**DIRECTIONS FOR THIS TASK:**
Can you copy everything from the row containing "mark the region of every instance of the ambulance" down to the row containing "284 L 16 292" word for word, with both of those rows included?

**RECORDS FOR THIS EXERCISE:**
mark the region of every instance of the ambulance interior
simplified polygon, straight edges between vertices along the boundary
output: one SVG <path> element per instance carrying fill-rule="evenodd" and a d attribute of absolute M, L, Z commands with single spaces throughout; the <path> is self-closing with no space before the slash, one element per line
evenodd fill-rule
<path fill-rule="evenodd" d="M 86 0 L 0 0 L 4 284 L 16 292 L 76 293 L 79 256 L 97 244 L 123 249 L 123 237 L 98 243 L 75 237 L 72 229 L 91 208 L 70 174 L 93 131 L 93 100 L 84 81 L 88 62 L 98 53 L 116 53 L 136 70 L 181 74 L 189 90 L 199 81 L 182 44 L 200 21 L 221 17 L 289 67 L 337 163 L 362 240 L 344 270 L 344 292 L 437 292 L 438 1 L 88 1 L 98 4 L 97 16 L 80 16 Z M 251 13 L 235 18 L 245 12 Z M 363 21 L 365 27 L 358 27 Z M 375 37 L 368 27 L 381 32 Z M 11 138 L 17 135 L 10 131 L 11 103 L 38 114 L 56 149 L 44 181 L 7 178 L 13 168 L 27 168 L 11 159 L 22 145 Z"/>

---

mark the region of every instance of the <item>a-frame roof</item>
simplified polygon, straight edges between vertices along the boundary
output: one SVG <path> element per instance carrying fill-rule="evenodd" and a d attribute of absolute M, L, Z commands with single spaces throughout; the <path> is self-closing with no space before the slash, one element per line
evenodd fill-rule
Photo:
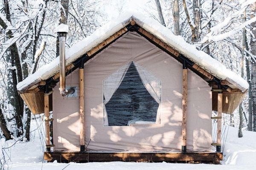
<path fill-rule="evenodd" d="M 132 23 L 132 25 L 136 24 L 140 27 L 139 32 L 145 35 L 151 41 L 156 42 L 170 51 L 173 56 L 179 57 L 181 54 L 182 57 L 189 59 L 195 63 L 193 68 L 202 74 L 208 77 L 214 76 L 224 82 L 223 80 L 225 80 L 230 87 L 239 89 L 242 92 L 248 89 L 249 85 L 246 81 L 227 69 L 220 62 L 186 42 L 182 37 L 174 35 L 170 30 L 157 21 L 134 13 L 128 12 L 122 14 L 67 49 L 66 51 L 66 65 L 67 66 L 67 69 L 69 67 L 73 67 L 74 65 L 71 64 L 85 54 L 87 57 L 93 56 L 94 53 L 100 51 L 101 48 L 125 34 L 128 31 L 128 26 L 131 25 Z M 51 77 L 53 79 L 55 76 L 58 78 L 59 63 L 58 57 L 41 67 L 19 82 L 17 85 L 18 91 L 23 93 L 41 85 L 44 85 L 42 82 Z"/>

**CORRECT OUTPUT:**
mark the region of every instance of the ambulance interior
simplified polygon, straight edges between vertices along the boundary
output: one SVG <path> element per instance carrying fill-rule="evenodd" and a d attribute of absolute M, L, Z commands with single spaces throughout; the <path> is self-closing with no space before the slash, one element per line
evenodd fill-rule
<path fill-rule="evenodd" d="M 86 0 L 0 0 L 4 284 L 16 292 L 76 293 L 79 256 L 97 244 L 123 249 L 123 237 L 98 243 L 75 237 L 72 229 L 91 208 L 70 174 L 93 131 L 93 100 L 84 81 L 88 62 L 98 53 L 116 53 L 136 70 L 181 74 L 189 90 L 199 81 L 182 44 L 200 21 L 221 17 L 289 67 L 337 163 L 362 240 L 344 270 L 344 292 L 437 292 L 438 1 L 88 1 L 98 4 L 97 16 L 80 16 Z M 251 13 L 235 18 L 245 12 Z M 363 21 L 365 27 L 358 27 Z M 375 37 L 368 27 L 381 32 Z M 11 138 L 17 135 L 10 131 L 11 103 L 38 114 L 56 149 L 44 181 L 7 178 L 13 168 L 27 168 L 11 159 L 22 145 Z"/>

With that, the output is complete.